[GIVEN INSTRUCTION]: Reproduce the lines below from the one that contains "Tag every instance of the pectoral" through the end, inclusive, and add nothing.

# START OF EXTRACTED ENTRIES

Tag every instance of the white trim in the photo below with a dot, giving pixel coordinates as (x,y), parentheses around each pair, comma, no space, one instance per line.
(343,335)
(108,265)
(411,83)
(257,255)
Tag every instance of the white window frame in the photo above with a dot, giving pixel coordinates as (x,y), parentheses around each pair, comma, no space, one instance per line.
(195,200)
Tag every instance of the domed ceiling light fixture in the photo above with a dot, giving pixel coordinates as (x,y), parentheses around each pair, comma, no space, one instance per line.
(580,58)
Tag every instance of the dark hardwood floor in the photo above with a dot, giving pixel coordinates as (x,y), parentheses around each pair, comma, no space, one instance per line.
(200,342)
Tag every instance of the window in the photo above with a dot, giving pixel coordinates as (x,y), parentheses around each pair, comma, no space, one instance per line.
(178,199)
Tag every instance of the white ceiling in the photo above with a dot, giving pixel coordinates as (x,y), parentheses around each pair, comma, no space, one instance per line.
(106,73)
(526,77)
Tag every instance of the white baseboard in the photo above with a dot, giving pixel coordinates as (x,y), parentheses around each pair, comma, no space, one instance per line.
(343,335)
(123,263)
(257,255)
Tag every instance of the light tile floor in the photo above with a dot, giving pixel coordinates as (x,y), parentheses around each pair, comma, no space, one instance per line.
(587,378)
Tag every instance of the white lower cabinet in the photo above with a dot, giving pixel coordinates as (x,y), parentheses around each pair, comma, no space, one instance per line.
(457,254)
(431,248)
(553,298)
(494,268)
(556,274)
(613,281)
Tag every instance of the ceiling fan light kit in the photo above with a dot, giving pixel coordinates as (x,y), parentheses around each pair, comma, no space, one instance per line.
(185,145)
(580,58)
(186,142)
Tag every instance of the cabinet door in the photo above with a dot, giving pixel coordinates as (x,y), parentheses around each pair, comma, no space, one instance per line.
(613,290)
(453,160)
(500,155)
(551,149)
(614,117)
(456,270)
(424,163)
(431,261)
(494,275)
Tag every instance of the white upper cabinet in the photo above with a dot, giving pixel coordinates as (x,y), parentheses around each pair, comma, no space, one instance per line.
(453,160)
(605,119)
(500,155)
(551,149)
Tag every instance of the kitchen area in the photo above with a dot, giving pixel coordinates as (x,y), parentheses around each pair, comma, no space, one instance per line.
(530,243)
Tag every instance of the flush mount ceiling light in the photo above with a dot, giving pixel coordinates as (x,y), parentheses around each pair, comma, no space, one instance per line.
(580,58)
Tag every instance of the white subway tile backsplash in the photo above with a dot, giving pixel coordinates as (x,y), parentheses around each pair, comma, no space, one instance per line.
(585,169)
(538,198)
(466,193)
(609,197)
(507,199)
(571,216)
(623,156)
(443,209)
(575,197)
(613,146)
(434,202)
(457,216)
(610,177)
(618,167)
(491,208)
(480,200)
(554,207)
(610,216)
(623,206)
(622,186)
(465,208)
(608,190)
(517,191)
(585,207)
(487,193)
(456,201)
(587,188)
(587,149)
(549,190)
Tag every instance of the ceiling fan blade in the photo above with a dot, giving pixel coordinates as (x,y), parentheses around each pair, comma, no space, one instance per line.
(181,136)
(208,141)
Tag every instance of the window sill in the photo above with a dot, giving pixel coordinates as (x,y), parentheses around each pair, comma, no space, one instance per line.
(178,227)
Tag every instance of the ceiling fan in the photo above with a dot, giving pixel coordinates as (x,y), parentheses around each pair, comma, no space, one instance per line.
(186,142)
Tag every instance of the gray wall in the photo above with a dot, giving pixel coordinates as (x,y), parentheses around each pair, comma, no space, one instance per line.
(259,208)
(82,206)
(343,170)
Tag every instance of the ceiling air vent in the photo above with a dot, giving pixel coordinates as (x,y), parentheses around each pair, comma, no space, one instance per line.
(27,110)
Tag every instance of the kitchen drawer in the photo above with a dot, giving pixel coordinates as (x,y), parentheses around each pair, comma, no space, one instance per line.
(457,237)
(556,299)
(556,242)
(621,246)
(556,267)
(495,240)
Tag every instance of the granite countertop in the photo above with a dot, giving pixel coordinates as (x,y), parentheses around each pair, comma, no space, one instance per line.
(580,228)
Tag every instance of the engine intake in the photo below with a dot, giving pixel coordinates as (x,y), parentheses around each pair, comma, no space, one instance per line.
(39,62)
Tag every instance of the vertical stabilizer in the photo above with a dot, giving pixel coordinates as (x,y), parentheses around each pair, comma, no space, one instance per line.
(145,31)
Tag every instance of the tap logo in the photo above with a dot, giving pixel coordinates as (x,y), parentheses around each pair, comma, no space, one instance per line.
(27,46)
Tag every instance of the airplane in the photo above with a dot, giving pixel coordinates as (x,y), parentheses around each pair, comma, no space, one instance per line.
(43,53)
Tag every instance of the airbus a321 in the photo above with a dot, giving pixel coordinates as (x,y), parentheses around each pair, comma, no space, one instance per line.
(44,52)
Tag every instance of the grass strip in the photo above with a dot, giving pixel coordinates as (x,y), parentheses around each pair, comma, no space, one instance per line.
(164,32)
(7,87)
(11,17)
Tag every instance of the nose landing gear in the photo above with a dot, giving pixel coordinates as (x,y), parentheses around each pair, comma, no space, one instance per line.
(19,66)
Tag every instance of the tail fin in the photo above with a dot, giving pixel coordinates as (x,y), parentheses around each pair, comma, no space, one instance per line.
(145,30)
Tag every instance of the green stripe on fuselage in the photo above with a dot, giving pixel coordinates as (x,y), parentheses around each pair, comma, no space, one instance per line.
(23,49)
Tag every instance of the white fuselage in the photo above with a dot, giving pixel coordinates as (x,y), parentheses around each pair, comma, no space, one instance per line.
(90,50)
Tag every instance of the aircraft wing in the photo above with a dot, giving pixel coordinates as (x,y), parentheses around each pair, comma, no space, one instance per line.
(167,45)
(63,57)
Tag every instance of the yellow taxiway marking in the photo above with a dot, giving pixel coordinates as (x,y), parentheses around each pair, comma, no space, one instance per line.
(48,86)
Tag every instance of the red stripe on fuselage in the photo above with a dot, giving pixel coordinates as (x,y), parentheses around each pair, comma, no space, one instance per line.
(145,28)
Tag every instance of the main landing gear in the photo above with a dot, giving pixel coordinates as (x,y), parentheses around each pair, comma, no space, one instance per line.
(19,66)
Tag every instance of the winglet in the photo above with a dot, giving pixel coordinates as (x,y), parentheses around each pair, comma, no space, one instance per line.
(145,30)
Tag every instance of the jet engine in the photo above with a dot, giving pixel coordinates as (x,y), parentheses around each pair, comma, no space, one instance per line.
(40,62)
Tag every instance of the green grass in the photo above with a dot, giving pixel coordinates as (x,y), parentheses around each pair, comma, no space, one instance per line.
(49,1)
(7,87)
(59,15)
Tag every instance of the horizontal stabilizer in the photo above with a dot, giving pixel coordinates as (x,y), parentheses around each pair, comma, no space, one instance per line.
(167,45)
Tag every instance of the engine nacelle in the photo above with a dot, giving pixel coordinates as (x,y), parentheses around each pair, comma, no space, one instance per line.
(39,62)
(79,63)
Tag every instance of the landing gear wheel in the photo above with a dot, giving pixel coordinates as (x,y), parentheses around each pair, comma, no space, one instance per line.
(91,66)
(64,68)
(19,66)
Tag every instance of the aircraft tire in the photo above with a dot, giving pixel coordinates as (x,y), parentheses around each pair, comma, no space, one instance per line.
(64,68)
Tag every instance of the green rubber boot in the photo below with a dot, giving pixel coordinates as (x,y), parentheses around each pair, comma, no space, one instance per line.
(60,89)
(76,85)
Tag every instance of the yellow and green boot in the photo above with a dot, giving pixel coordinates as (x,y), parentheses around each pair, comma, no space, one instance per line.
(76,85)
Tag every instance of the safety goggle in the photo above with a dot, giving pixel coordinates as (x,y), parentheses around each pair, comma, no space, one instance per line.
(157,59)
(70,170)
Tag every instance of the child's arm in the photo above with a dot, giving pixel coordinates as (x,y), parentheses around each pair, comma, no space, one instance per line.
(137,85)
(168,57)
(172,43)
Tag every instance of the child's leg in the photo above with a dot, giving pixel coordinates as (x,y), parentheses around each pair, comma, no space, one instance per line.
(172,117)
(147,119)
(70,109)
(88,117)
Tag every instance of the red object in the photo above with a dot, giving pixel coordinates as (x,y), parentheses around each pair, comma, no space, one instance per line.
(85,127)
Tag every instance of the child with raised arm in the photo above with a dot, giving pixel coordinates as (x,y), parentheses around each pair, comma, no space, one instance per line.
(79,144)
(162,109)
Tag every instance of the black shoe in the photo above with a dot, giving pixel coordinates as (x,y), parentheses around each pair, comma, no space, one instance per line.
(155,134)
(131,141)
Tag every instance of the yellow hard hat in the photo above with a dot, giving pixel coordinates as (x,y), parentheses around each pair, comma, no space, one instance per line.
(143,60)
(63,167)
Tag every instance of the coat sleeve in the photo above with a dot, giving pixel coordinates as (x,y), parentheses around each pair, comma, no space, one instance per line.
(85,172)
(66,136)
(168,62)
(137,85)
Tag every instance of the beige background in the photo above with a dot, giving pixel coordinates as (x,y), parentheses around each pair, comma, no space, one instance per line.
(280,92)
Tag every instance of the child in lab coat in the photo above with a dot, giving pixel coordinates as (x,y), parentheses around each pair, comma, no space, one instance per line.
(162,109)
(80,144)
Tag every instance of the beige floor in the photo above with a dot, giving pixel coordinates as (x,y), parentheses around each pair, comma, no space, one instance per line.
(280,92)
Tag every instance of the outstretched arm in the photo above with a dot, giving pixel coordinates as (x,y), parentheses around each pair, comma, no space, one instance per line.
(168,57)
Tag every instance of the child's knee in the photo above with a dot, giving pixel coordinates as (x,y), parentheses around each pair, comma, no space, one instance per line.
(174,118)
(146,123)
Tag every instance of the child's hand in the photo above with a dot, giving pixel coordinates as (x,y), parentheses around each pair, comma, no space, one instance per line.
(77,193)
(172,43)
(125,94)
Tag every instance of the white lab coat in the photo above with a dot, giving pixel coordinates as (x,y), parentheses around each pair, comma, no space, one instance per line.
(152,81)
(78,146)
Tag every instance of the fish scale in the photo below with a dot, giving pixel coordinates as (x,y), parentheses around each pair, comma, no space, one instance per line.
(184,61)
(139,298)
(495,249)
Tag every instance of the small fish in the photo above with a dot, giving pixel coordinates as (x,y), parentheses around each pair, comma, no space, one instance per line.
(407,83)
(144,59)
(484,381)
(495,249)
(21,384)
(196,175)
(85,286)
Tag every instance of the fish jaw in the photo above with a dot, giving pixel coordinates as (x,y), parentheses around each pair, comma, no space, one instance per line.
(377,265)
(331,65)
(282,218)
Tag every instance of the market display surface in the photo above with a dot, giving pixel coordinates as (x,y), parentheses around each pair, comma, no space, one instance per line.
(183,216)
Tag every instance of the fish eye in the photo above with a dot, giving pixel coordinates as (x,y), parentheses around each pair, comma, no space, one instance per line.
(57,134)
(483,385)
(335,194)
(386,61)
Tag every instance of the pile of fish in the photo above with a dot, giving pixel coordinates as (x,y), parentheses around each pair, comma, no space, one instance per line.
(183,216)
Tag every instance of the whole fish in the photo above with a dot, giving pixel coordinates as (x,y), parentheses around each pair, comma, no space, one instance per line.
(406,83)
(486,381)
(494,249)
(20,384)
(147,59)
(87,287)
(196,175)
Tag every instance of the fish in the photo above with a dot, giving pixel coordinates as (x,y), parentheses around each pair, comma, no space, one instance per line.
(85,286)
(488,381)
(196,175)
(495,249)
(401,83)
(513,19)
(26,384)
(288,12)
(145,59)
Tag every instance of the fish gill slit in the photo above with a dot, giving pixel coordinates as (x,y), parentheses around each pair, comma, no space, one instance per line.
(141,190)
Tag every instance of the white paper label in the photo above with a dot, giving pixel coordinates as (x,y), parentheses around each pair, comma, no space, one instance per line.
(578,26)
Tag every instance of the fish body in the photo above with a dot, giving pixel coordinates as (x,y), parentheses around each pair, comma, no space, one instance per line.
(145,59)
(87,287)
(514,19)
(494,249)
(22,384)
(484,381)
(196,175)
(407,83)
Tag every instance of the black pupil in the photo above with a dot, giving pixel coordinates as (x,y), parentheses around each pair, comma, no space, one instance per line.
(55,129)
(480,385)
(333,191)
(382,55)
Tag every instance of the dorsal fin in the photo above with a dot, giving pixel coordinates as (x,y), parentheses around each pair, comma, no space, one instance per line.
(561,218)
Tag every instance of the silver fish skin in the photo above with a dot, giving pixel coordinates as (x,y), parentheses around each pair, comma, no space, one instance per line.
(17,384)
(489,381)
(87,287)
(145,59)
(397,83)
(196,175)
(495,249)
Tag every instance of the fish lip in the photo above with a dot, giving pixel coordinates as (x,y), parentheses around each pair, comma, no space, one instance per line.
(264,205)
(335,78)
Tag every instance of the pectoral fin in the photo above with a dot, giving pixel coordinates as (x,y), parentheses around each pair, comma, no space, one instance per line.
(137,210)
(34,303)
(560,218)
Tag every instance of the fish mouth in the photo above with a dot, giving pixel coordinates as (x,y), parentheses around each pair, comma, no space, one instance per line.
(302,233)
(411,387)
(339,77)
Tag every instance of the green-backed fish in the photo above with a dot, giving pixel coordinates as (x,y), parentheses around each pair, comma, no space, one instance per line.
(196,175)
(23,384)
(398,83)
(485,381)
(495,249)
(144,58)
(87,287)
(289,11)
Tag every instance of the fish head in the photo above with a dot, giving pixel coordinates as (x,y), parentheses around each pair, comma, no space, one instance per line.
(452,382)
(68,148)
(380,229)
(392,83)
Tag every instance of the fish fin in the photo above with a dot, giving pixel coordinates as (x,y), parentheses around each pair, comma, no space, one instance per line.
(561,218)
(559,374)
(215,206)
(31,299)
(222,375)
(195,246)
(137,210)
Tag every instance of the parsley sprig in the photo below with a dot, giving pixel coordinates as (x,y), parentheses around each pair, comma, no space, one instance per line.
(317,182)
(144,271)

# END OF EXTRACTED ENTRIES

[OUTPUT FOR THIS EXERCISE]:
Tag every instance of the pectoral fin in the photo above with a dot, giving pixel coordinates as (x,y), parentheses around each pair, comma, no space, one instance per line.
(137,210)
(34,303)
(560,218)
Tag every instance of the fish mouth in the photo above with a dot, giving pixel coordinates as (x,y), parentheses around each pair, comma, no space, one instance per line.
(302,233)
(411,387)
(339,77)
Tag every instance of the green-backed fish in the photo above with a dot, giving pixel coordinates as (x,y), parentheses around each pair, comma, no space, one instance per line.
(196,175)
(23,384)
(398,83)
(485,381)
(495,249)
(144,58)
(87,287)
(289,11)
Tag every instance of the fish head in the photo above with a dot, giving pixel coordinates as (x,y), parentheses around each pair, comma, no space, one instance per line.
(452,382)
(68,148)
(380,229)
(392,83)
Tag every instance of the fish fin in the photo above with a dot, giving pixel coordinates as (x,y), parentheses around each pair, comma, no space, one instance per line.
(561,218)
(559,374)
(215,206)
(31,299)
(222,375)
(195,246)
(137,210)
Tag every instance of the parsley sprig in the photo below with a dot, giving pixel coordinates as (x,y), parentheses around each pair, comma, no space, one instance per line.
(317,182)
(144,271)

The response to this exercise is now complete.